[Annotation dataset entries]
· · · · ·

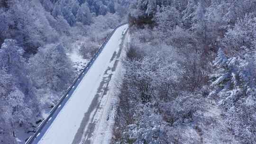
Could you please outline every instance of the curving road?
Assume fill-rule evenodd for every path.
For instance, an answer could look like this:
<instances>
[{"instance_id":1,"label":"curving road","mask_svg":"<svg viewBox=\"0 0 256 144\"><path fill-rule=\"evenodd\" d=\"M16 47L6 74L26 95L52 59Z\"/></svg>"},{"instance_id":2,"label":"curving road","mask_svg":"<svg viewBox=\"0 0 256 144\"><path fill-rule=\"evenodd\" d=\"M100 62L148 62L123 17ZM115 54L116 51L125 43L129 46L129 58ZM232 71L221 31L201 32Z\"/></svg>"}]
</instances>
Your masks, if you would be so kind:
<instances>
[{"instance_id":1,"label":"curving road","mask_svg":"<svg viewBox=\"0 0 256 144\"><path fill-rule=\"evenodd\" d=\"M89 138L96 124L90 122L104 96L101 92L108 84L106 74L118 62L117 55L128 27L125 25L115 30L100 54L92 60L93 64L76 80L69 90L70 94L63 96L63 101L55 108L55 114L43 122L44 126L29 144L91 143Z\"/></svg>"}]
</instances>

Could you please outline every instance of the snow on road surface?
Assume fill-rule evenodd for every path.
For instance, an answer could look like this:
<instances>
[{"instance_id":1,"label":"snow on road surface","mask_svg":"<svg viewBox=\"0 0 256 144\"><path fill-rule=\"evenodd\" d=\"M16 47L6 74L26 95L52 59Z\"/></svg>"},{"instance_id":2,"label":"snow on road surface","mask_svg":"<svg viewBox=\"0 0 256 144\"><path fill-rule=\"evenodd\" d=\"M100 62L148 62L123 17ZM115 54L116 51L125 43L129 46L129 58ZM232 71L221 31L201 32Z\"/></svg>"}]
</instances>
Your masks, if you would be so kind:
<instances>
[{"instance_id":1,"label":"snow on road surface","mask_svg":"<svg viewBox=\"0 0 256 144\"><path fill-rule=\"evenodd\" d=\"M104 92L101 92L101 89L107 89L106 76L111 71L110 68L118 62L113 59L120 51L128 28L126 25L117 29L38 144L91 143L90 138L93 132L91 130L96 124L90 122L97 108L101 107L99 101L105 95ZM113 69L112 71L114 71ZM108 77L111 78L113 73L109 73Z\"/></svg>"}]
</instances>

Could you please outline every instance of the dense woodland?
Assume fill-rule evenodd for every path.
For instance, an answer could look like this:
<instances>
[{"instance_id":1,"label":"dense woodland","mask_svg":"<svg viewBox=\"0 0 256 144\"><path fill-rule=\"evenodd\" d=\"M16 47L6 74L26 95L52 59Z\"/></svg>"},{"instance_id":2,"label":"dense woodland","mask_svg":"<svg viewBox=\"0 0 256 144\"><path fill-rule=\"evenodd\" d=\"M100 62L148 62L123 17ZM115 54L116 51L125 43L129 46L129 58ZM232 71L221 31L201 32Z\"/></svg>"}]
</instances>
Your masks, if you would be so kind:
<instances>
[{"instance_id":1,"label":"dense woodland","mask_svg":"<svg viewBox=\"0 0 256 144\"><path fill-rule=\"evenodd\" d=\"M127 21L111 143L256 144L256 0L0 0L0 143L64 93L76 42L89 59Z\"/></svg>"},{"instance_id":2,"label":"dense woodland","mask_svg":"<svg viewBox=\"0 0 256 144\"><path fill-rule=\"evenodd\" d=\"M256 144L256 0L134 0L113 144Z\"/></svg>"},{"instance_id":3,"label":"dense woodland","mask_svg":"<svg viewBox=\"0 0 256 144\"><path fill-rule=\"evenodd\" d=\"M76 76L67 55L74 44L91 58L128 2L0 0L0 144L33 134Z\"/></svg>"}]
</instances>

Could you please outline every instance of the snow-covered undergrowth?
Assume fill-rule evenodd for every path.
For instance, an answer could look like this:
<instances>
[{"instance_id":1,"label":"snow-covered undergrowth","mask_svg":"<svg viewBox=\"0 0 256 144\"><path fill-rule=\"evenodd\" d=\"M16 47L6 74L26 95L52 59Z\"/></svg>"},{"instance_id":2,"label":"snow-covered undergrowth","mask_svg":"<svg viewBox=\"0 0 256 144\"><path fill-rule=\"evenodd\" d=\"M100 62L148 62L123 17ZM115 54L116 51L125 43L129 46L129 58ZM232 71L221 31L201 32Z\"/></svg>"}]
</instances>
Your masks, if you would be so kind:
<instances>
[{"instance_id":1,"label":"snow-covered undergrowth","mask_svg":"<svg viewBox=\"0 0 256 144\"><path fill-rule=\"evenodd\" d=\"M112 143L256 143L256 6L133 1Z\"/></svg>"},{"instance_id":2,"label":"snow-covered undergrowth","mask_svg":"<svg viewBox=\"0 0 256 144\"><path fill-rule=\"evenodd\" d=\"M128 4L0 0L0 143L23 144L35 132Z\"/></svg>"}]
</instances>

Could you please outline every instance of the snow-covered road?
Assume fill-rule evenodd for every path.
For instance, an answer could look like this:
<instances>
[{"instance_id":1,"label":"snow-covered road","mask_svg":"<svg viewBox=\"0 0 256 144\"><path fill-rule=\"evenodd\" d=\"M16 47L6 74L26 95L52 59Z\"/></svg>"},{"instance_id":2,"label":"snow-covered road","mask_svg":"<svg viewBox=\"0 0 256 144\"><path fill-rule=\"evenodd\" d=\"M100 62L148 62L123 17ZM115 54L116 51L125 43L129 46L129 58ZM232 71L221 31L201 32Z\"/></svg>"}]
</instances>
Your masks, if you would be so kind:
<instances>
[{"instance_id":1,"label":"snow-covered road","mask_svg":"<svg viewBox=\"0 0 256 144\"><path fill-rule=\"evenodd\" d=\"M113 58L120 51L128 28L128 25L126 25L116 30L73 94L67 96L70 98L60 108L61 110L50 126L41 138L38 137L36 141L38 144L90 143L87 140L92 135L90 134L90 129L94 129L96 124L91 124L90 126L89 122L99 107L99 99L102 98L99 94L107 83L104 76L115 63ZM110 75L110 77L112 74Z\"/></svg>"}]
</instances>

· · · · ·

**Exercise goal**
Extract all the entries word for word; omit any pictures.

**Right answer**
Could you please outline every instance of the curving road?
Assume fill-rule evenodd for every path.
For instance, an answer could look like this:
<instances>
[{"instance_id":1,"label":"curving road","mask_svg":"<svg viewBox=\"0 0 256 144\"><path fill-rule=\"evenodd\" d=\"M16 47L6 74L26 95L52 59Z\"/></svg>"},{"instance_id":2,"label":"curving road","mask_svg":"<svg viewBox=\"0 0 256 144\"><path fill-rule=\"evenodd\" d=\"M100 62L148 62L123 17ZM115 54L116 51L125 43L129 46L129 58ZM232 71L221 31L201 32Z\"/></svg>"}]
</instances>
Your masks, if you would be so kind:
<instances>
[{"instance_id":1,"label":"curving road","mask_svg":"<svg viewBox=\"0 0 256 144\"><path fill-rule=\"evenodd\" d=\"M89 138L96 124L90 122L104 96L101 92L108 84L106 74L118 62L117 55L128 27L125 25L115 30L100 54L92 60L93 64L76 80L69 90L70 94L63 96L63 101L55 108L55 114L43 122L44 126L29 144L91 143Z\"/></svg>"}]
</instances>

Could you please outline every instance of the snow on road surface?
Assume fill-rule evenodd for every path.
For instance, an answer could look like this:
<instances>
[{"instance_id":1,"label":"snow on road surface","mask_svg":"<svg viewBox=\"0 0 256 144\"><path fill-rule=\"evenodd\" d=\"M16 47L6 74L26 95L52 59Z\"/></svg>"},{"instance_id":2,"label":"snow on road surface","mask_svg":"<svg viewBox=\"0 0 256 144\"><path fill-rule=\"evenodd\" d=\"M100 62L148 62L123 17ZM115 54L116 51L125 43L129 46L129 58ZM232 71L221 31L201 32Z\"/></svg>"}]
</instances>
Your masks, if you would be so kind:
<instances>
[{"instance_id":1,"label":"snow on road surface","mask_svg":"<svg viewBox=\"0 0 256 144\"><path fill-rule=\"evenodd\" d=\"M104 92L101 92L101 89L107 89L106 76L111 71L110 68L118 62L113 59L120 51L128 28L126 25L117 29L38 144L91 143L90 138L93 132L91 130L96 124L90 122L97 108L101 107L99 101L105 95ZM113 69L112 71L114 71ZM108 77L111 78L113 73L109 73Z\"/></svg>"}]
</instances>

Could you please outline every instance of the dense woodland?
Assume fill-rule evenodd for every path.
For instance, an answer could look like this:
<instances>
[{"instance_id":1,"label":"dense woodland","mask_svg":"<svg viewBox=\"0 0 256 144\"><path fill-rule=\"evenodd\" d=\"M16 47L6 74L26 95L52 59Z\"/></svg>"},{"instance_id":2,"label":"dense woodland","mask_svg":"<svg viewBox=\"0 0 256 144\"><path fill-rule=\"evenodd\" d=\"M100 62L148 62L123 17ZM115 54L116 51L125 43L129 46L129 58ZM232 71L221 31L201 32Z\"/></svg>"}]
</instances>
Your masks, if you would be so kind:
<instances>
[{"instance_id":1,"label":"dense woodland","mask_svg":"<svg viewBox=\"0 0 256 144\"><path fill-rule=\"evenodd\" d=\"M127 21L111 143L256 144L256 0L0 0L0 143L64 93L76 42L89 59Z\"/></svg>"},{"instance_id":2,"label":"dense woodland","mask_svg":"<svg viewBox=\"0 0 256 144\"><path fill-rule=\"evenodd\" d=\"M256 144L256 0L134 0L113 144Z\"/></svg>"},{"instance_id":3,"label":"dense woodland","mask_svg":"<svg viewBox=\"0 0 256 144\"><path fill-rule=\"evenodd\" d=\"M76 76L67 55L74 44L91 58L128 2L0 0L0 144L33 134Z\"/></svg>"}]
</instances>

Could you please outline every instance of the snow-covered undergrowth?
Assume fill-rule evenodd for every path.
For instance, an answer could look like this:
<instances>
[{"instance_id":1,"label":"snow-covered undergrowth","mask_svg":"<svg viewBox=\"0 0 256 144\"><path fill-rule=\"evenodd\" d=\"M16 47L6 74L26 95L52 59Z\"/></svg>"},{"instance_id":2,"label":"snow-covered undergrowth","mask_svg":"<svg viewBox=\"0 0 256 144\"><path fill-rule=\"evenodd\" d=\"M100 62L148 62L123 17ZM115 54L116 51L125 43L129 46L129 58ZM232 71L221 31L201 32Z\"/></svg>"}]
</instances>
Your masks, if you would be so kind:
<instances>
[{"instance_id":1,"label":"snow-covered undergrowth","mask_svg":"<svg viewBox=\"0 0 256 144\"><path fill-rule=\"evenodd\" d=\"M112 143L256 143L256 6L133 1Z\"/></svg>"},{"instance_id":2,"label":"snow-covered undergrowth","mask_svg":"<svg viewBox=\"0 0 256 144\"><path fill-rule=\"evenodd\" d=\"M128 4L0 0L0 143L23 144L35 132Z\"/></svg>"}]
</instances>

Could you please outline every instance of the snow-covered road?
Assume fill-rule evenodd for every path.
For instance, an answer could look like this:
<instances>
[{"instance_id":1,"label":"snow-covered road","mask_svg":"<svg viewBox=\"0 0 256 144\"><path fill-rule=\"evenodd\" d=\"M16 47L6 74L26 95L52 59Z\"/></svg>"},{"instance_id":2,"label":"snow-covered road","mask_svg":"<svg viewBox=\"0 0 256 144\"><path fill-rule=\"evenodd\" d=\"M100 62L148 62L123 17ZM115 54L116 51L125 43L129 46L129 58ZM232 71L221 31L201 32Z\"/></svg>"}]
</instances>
Your masks, if you would be so kind:
<instances>
[{"instance_id":1,"label":"snow-covered road","mask_svg":"<svg viewBox=\"0 0 256 144\"><path fill-rule=\"evenodd\" d=\"M113 58L120 51L128 28L128 25L126 25L116 30L73 94L67 96L70 98L60 108L61 110L50 126L41 138L38 137L36 141L38 144L90 143L87 140L92 135L90 134L90 129L94 129L96 124L91 124L90 126L89 122L99 107L99 99L102 98L99 94L107 83L104 76L115 63ZM110 75L110 77L112 74Z\"/></svg>"}]
</instances>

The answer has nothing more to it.